What is needed: When you reach the line with "Target: forest floor" in the records below, begin transcribing exactly and continue up to and including the line with "Target: green tree", leaving out every picture.

Saved entries
· · ·

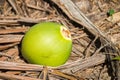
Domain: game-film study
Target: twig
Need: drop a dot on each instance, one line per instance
(19, 66)
(10, 38)
(83, 64)
(15, 77)
(17, 30)
(3, 47)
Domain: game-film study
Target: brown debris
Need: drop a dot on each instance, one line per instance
(95, 39)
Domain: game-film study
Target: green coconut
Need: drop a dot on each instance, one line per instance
(47, 44)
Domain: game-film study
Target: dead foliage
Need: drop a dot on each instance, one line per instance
(96, 38)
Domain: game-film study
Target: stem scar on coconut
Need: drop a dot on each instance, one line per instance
(47, 44)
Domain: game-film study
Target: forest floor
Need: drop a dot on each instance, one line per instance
(95, 31)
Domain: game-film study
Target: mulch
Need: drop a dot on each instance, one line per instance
(95, 35)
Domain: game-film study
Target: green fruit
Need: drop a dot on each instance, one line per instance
(47, 43)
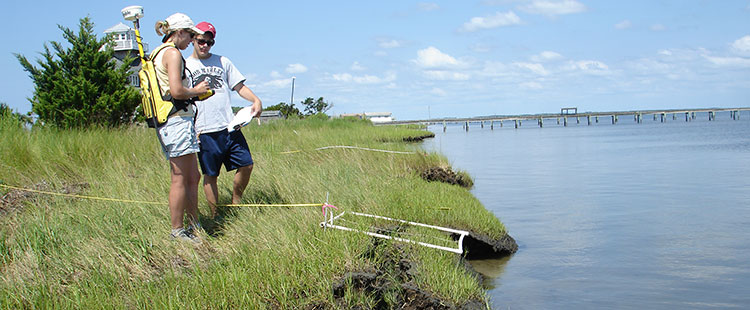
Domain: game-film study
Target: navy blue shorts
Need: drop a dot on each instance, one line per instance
(222, 147)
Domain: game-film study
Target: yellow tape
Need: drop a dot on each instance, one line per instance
(79, 196)
(152, 202)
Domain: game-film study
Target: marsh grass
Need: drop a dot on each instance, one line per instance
(62, 252)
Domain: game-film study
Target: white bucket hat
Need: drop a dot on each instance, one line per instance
(179, 21)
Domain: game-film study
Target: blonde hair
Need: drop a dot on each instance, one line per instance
(162, 27)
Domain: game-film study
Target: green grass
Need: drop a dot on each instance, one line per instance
(61, 252)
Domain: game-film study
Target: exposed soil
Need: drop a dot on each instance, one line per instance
(395, 276)
(419, 138)
(446, 175)
(396, 273)
(478, 246)
(14, 199)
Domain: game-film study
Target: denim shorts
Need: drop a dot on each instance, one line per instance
(223, 148)
(178, 137)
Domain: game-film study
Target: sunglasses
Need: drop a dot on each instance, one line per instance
(201, 42)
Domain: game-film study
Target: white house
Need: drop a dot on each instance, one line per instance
(126, 44)
(374, 117)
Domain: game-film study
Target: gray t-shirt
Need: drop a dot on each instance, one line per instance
(214, 113)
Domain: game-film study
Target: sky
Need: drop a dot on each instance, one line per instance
(430, 59)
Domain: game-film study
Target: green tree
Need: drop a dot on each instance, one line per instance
(6, 111)
(81, 86)
(316, 106)
(286, 109)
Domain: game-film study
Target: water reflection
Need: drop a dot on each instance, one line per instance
(638, 216)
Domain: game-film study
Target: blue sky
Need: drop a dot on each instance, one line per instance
(420, 59)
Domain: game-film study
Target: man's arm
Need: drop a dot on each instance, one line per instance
(248, 95)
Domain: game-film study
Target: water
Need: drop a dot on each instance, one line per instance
(627, 216)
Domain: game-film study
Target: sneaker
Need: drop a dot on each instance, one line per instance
(185, 235)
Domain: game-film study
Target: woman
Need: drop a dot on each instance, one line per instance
(177, 135)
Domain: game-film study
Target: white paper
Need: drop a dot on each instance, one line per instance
(241, 119)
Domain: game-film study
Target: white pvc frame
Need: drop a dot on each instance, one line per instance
(458, 250)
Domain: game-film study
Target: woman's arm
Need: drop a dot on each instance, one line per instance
(173, 61)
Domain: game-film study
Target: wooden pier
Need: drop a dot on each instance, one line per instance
(565, 116)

· · ·

Answer area:
Target: forest floor
Need: drop a dot on each instance, one line per instance
(95, 31)
Domain: game-film study
Target: mulch
Need: drop a dot on each instance, one line per instance
(95, 35)
Domain: game-film study
Target: green fruit
Need: drop a dot on each instance, one line per instance
(47, 43)
Domain: game-film study
Target: navy blue shorts
Need: drop a dot on each instance, one line per instance
(222, 147)
Domain: game-film study
Target: yellow tape
Need: drop a dot on each instance, one line per instance
(79, 196)
(152, 202)
Domain: game-film study
Target: marsh grass
Need: drop a dot on each instance, one line per instance
(62, 252)
Domain: game-film study
Target: white bucket hat
Need: drop a dot on each instance, one line per instance
(179, 21)
Domain: game-film study
Target: blonde hair
Need: drop a dot on each instance, one line per instance
(162, 27)
Domain: game-film study
Target: green grass
Need: drop a dot on each instance, one line per instance
(61, 252)
Domain: game-film study
Target: exposed soil
Need: drop a dot on each instance, one line per instance
(395, 276)
(419, 138)
(446, 175)
(396, 273)
(478, 246)
(14, 199)
Domain: game-film study
Target: denim shorts
Need: drop a dot on each instance, one line per instance
(223, 148)
(178, 137)
Domain: game-film study
Target: sunglasses
Need: drop a dot on each instance, one line per instance
(201, 42)
Domain: game-film study
Target: white house
Need: drop a dot on each instance, one line per instance
(126, 44)
(374, 117)
Domain: game-film study
Target: gray t-shirt
Need: drop a dot on each instance, one line per instance
(214, 113)
Domain: game-film study
Target: sky
Need: drop a dot on each instance, one line per instance
(430, 59)
Domain: game-film study
Target: green tree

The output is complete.